[Opening SOURCE TEXT section]
Xena

XENA is a multimodal, multi-organ foundation model for surgical intelligence. We build systems so that surgeons no longer operate from incomplete maps and outcomes no longer depend on what could not be seen.

The representation gap

Modern surgery lacks a computational representation of soft-tissue anatomy suitable for decision-making at the point of intervention. Surgeons reconstruct complex procedures from 2D MRI slices that collapse 3D anatomy and obscure disease boundaries. This workflow has persisted not because it is sufficient, but because no alternative representation has existed.

Modeling deformable anatomy

Soft-tissue surgery presents a fundamentally different modeling problem than rigid anatomy. Organs move, deform, and blend. The pelvis is among the most complex regions. Over 30 organs, nerves, and vessels interleaved in a confined space. Diseases like endometriosis, fibroids, and gynecologic cancers evade conventional imaging. Few specialists can reliably interpret the data. 40% of readings miss or mischaracterize disease. The workflow relies on mental reconstruction. Surgical surprises remain the norm. One in five soft-tissue surgeries results in preventable failure, despite the use of advanced robotics. This is not an imaging problem. It is a representation problem. Building foundation models for this domain requires fusing heterogeneous data. Preoperative scans. Intraoperative video. Surgical findings. These are compressed into a unified latent space. The output is a model. Interactive. Queryable. Capable of reasoning over patient-specific anatomy.
[Closing SOURCE TEXT section]
[Opening RECORDS PROVIDED section]
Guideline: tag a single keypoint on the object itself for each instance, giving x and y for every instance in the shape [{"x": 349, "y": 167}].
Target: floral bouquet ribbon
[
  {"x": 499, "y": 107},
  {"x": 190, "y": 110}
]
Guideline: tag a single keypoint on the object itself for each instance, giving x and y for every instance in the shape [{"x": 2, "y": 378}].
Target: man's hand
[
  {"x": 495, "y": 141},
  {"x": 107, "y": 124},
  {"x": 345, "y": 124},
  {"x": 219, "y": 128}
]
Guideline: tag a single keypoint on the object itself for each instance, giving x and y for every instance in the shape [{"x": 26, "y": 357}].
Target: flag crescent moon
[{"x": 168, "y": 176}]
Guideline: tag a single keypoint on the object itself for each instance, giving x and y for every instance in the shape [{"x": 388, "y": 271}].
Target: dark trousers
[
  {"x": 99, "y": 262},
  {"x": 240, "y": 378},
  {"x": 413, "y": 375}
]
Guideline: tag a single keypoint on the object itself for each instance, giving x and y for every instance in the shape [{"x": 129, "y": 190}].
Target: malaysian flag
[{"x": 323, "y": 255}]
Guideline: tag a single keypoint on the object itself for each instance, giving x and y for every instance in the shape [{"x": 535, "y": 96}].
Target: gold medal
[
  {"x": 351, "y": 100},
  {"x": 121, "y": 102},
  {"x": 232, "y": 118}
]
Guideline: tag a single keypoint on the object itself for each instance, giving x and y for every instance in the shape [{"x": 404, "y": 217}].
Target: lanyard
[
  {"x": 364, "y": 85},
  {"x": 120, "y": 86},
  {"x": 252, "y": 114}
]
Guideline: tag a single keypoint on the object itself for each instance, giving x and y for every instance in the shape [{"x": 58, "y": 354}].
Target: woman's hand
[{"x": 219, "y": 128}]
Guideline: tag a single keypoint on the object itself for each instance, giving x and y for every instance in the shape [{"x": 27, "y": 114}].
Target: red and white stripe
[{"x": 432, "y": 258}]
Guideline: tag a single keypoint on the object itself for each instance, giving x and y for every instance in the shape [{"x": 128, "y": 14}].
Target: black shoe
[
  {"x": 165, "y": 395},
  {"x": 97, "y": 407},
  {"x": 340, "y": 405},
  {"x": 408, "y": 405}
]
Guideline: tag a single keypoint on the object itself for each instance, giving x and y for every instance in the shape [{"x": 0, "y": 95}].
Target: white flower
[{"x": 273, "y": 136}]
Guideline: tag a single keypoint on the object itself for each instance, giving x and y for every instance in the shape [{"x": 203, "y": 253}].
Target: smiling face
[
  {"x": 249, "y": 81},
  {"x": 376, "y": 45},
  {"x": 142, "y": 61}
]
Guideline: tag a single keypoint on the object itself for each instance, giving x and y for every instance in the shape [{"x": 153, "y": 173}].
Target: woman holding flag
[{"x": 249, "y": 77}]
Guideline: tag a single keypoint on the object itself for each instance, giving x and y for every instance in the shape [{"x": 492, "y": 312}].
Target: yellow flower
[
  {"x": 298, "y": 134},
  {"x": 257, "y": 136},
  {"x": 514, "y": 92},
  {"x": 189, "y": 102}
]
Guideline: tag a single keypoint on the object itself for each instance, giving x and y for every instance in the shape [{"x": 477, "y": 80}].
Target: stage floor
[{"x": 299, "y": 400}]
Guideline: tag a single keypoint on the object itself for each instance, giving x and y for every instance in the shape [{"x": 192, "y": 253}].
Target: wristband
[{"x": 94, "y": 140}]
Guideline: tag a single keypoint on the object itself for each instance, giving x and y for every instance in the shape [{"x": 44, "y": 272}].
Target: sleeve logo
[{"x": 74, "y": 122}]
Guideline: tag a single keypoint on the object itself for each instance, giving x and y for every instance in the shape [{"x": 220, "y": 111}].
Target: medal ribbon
[Closing RECORDS PROVIDED section]
▶ _EXERCISE DESCRIPTION_
From the Xena text, copy the stretch from "XENA is a multimodal, multi-organ" through "representation has existed." word for word. The records have nothing to do with this.

▶ _OUTPUT FOR THIS TASK_
XENA is a multimodal, multi-organ foundation model for surgical intelligence. We build systems so that surgeons no longer operate from incomplete maps and outcomes no longer depend on what could not be seen.

The representation gap

Modern surgery lacks a computational representation of soft-tissue anatomy suitable for decision-making at the point of intervention. Surgeons reconstruct complex procedures from 2D MRI slices that collapse 3D anatomy and obscure disease boundaries. This workflow has persisted not because it is sufficient, but because no alternative representation has existed.